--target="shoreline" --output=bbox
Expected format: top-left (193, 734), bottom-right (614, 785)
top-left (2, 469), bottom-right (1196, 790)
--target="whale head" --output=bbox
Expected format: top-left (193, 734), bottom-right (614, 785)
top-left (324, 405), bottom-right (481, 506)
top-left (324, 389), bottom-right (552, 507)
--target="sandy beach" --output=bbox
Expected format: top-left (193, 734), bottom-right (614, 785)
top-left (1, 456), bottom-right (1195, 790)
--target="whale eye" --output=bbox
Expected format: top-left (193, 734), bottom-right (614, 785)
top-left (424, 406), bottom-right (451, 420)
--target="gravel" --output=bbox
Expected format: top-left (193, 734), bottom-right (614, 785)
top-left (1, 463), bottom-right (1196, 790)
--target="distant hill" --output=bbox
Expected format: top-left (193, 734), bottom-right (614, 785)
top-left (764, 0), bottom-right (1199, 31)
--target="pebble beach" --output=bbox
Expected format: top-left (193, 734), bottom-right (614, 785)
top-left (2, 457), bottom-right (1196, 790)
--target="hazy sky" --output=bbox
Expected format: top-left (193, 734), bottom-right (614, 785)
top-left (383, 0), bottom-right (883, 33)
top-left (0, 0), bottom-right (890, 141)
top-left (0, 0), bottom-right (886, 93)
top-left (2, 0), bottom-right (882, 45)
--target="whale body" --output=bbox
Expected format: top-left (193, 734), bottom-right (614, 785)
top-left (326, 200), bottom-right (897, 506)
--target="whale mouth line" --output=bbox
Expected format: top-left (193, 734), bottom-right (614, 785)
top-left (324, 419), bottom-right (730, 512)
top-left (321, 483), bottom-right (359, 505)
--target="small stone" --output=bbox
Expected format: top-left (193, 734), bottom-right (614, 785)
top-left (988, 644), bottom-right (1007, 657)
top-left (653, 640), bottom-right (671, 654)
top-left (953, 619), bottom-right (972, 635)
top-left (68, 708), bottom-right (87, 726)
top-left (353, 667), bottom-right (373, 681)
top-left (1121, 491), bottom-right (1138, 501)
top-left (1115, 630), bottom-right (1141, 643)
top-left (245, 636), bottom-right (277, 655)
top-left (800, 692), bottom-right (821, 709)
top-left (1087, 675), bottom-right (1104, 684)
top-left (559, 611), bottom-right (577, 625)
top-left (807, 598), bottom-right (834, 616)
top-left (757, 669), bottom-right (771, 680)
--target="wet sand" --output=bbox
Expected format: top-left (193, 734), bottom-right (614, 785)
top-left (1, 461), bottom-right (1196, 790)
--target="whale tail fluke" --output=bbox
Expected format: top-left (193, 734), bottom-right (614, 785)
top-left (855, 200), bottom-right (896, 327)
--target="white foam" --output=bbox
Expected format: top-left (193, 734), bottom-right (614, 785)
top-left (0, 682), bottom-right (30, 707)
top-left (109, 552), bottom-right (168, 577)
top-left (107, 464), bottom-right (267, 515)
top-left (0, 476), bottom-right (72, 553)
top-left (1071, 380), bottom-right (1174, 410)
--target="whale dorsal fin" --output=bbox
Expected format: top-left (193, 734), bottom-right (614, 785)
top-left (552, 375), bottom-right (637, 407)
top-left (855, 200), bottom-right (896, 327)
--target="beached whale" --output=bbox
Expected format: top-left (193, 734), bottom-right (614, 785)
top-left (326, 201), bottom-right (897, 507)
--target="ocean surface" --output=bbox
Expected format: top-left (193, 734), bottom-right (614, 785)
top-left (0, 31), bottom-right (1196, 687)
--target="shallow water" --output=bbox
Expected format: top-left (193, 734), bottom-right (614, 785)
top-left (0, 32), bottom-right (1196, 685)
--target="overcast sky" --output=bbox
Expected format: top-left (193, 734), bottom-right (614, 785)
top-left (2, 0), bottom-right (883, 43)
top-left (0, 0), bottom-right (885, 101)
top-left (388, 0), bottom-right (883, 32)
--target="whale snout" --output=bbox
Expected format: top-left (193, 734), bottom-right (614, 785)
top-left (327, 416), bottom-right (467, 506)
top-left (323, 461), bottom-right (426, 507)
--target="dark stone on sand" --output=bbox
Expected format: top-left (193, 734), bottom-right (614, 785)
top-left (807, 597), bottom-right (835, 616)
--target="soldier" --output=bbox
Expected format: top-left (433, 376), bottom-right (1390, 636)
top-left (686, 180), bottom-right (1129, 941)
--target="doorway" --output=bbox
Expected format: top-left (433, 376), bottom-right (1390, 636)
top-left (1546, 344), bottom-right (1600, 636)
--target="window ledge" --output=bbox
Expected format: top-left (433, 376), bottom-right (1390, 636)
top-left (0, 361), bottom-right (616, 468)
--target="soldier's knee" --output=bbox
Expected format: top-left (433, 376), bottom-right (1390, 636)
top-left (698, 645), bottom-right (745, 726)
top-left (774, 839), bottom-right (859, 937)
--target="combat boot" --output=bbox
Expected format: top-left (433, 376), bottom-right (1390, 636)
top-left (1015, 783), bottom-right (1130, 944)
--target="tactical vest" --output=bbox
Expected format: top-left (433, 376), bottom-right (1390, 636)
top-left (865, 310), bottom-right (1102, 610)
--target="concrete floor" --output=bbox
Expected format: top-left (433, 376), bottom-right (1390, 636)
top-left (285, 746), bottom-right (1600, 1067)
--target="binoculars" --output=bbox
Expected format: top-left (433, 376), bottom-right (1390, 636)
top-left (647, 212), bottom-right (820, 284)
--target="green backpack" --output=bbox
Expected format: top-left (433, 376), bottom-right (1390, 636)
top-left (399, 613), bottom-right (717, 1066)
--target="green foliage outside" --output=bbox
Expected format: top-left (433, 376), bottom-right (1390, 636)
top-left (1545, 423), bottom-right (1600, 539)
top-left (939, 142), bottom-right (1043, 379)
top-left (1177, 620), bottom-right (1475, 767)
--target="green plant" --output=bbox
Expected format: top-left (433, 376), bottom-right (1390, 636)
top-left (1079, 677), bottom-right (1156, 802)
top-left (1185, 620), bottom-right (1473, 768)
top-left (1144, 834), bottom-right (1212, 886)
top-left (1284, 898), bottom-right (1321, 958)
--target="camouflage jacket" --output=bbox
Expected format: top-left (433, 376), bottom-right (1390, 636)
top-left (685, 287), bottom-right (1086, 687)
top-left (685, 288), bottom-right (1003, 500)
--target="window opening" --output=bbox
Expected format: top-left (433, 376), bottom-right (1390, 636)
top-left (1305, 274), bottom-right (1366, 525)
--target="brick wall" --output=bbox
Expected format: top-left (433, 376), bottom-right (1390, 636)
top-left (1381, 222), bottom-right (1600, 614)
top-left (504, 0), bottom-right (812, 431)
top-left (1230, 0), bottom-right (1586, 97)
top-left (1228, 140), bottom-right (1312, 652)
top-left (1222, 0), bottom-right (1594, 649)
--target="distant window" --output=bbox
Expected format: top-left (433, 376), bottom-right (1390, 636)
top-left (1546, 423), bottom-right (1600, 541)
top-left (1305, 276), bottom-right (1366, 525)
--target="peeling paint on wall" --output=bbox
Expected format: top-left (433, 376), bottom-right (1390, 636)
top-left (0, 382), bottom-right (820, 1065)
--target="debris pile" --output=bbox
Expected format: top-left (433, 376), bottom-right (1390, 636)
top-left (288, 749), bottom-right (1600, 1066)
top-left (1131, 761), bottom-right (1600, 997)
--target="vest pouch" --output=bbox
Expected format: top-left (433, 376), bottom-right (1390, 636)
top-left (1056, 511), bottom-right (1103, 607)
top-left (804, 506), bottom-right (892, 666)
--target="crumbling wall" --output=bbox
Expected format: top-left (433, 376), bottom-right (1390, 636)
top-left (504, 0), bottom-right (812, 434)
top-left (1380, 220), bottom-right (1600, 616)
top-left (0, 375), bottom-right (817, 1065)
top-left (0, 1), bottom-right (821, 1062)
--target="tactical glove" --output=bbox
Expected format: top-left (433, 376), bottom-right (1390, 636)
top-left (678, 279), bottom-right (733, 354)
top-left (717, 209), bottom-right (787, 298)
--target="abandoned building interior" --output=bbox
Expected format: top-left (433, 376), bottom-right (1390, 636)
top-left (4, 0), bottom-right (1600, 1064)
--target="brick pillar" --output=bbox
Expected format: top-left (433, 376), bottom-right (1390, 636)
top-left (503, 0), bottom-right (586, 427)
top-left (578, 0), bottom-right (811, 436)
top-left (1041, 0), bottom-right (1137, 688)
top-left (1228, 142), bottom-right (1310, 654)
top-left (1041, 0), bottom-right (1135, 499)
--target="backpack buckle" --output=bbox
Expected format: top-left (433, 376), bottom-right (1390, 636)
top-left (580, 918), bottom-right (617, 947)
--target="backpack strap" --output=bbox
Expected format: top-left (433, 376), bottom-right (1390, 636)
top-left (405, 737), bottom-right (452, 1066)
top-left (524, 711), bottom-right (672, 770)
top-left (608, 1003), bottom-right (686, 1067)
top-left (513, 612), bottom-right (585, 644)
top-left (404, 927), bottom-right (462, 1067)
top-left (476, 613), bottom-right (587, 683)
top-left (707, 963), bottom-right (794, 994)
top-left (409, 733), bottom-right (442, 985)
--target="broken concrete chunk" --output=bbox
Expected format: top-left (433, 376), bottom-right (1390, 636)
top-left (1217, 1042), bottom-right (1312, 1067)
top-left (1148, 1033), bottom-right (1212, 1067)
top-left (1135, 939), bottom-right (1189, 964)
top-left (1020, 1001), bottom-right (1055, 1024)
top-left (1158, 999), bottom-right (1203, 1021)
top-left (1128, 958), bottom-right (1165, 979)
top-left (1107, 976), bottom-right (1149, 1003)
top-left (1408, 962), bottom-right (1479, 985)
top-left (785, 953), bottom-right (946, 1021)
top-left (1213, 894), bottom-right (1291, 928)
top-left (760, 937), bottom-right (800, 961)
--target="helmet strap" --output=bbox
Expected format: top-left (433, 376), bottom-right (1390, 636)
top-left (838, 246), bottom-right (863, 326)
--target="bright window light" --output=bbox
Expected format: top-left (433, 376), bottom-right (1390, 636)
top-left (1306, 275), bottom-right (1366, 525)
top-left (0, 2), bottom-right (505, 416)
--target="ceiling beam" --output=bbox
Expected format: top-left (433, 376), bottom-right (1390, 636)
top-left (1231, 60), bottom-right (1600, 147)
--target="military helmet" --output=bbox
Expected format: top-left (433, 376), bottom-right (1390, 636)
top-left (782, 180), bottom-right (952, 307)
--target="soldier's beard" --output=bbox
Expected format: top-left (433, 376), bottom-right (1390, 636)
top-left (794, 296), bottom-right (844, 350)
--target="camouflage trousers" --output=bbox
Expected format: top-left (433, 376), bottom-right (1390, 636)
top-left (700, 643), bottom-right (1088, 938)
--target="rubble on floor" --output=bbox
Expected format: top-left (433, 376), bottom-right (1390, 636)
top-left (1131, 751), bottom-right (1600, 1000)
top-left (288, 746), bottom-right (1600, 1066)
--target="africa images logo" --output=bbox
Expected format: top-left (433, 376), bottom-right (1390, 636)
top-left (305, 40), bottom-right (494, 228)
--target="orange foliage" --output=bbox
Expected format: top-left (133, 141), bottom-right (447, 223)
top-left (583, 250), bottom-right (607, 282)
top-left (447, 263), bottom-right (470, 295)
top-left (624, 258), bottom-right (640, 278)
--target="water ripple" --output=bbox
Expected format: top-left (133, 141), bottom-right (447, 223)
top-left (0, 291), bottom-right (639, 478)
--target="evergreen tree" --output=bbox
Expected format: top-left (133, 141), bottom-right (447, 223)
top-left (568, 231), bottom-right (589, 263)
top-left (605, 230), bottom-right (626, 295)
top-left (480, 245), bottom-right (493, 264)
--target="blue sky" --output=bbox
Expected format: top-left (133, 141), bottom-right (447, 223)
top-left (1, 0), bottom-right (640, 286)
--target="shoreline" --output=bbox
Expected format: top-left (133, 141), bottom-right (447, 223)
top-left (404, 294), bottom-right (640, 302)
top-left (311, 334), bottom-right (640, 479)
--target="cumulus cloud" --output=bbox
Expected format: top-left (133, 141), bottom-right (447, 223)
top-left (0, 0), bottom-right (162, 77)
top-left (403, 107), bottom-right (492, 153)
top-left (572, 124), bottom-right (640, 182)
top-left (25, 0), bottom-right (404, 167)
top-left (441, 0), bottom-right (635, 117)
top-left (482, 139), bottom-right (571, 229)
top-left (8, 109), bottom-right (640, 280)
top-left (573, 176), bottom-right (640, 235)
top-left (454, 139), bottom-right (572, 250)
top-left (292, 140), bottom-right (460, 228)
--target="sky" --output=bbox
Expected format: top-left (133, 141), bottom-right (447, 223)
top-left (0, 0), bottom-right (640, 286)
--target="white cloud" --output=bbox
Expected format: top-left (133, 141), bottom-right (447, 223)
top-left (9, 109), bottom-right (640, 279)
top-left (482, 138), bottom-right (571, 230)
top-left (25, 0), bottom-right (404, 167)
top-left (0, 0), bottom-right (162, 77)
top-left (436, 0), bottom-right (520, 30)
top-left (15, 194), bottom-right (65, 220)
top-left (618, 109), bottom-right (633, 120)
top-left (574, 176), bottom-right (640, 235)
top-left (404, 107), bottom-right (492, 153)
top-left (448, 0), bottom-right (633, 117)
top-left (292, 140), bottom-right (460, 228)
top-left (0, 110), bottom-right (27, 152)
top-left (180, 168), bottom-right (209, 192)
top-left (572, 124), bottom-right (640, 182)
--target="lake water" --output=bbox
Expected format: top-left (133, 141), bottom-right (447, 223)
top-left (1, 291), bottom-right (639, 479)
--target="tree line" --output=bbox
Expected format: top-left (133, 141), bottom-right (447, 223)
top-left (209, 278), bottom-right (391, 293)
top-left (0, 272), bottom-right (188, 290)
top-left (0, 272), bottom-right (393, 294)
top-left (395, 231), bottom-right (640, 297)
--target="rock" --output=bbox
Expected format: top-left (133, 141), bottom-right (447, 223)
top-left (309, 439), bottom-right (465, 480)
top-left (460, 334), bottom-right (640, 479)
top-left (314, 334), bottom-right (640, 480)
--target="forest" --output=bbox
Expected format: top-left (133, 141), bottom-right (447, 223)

## What to do
Collect the complete line wherever the string "water" appears in the records.

## Result
--target="shallow water" --output=bbox
--target="water ripple" --output=bbox
--target="lake water" --output=bbox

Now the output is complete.